**EXERCISE DETAILS**:
Write out all of the material below again, changing every "Target" to "Object" and keeping everything else the same. Leave the pictures out.

**ENTRIES SUPPLIED**:
-- -- --

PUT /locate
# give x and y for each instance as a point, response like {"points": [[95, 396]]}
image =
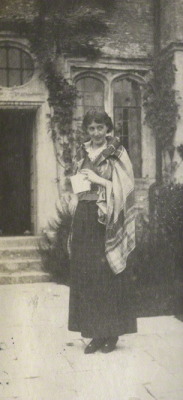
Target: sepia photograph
{"points": [[91, 199]]}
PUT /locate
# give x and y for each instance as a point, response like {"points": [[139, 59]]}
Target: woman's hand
{"points": [[93, 177]]}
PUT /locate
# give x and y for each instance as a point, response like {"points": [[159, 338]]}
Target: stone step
{"points": [[19, 252], [32, 264], [19, 241], [24, 277]]}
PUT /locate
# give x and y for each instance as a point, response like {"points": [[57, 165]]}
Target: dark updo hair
{"points": [[100, 117]]}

-- -- --

**WRITTEN SOLUTION**:
PUT /locate
# give x and y for each instance as a point, response like {"points": [[95, 396]]}
image =
Object: sepia photograph
{"points": [[91, 199]]}
PUT /locate
# give x and y for each instance as a point, response like {"points": [[139, 59]]}
Object: woman's hand
{"points": [[93, 177]]}
PUT /locate
# give x and y for each instance as a point, response like {"points": [[159, 338]]}
Object: stone step
{"points": [[19, 252], [32, 264], [19, 241], [24, 277]]}
PUT /locate
# give x and y for each instance as a point, response like {"points": [[57, 165]]}
Object: dark updo hair
{"points": [[100, 117]]}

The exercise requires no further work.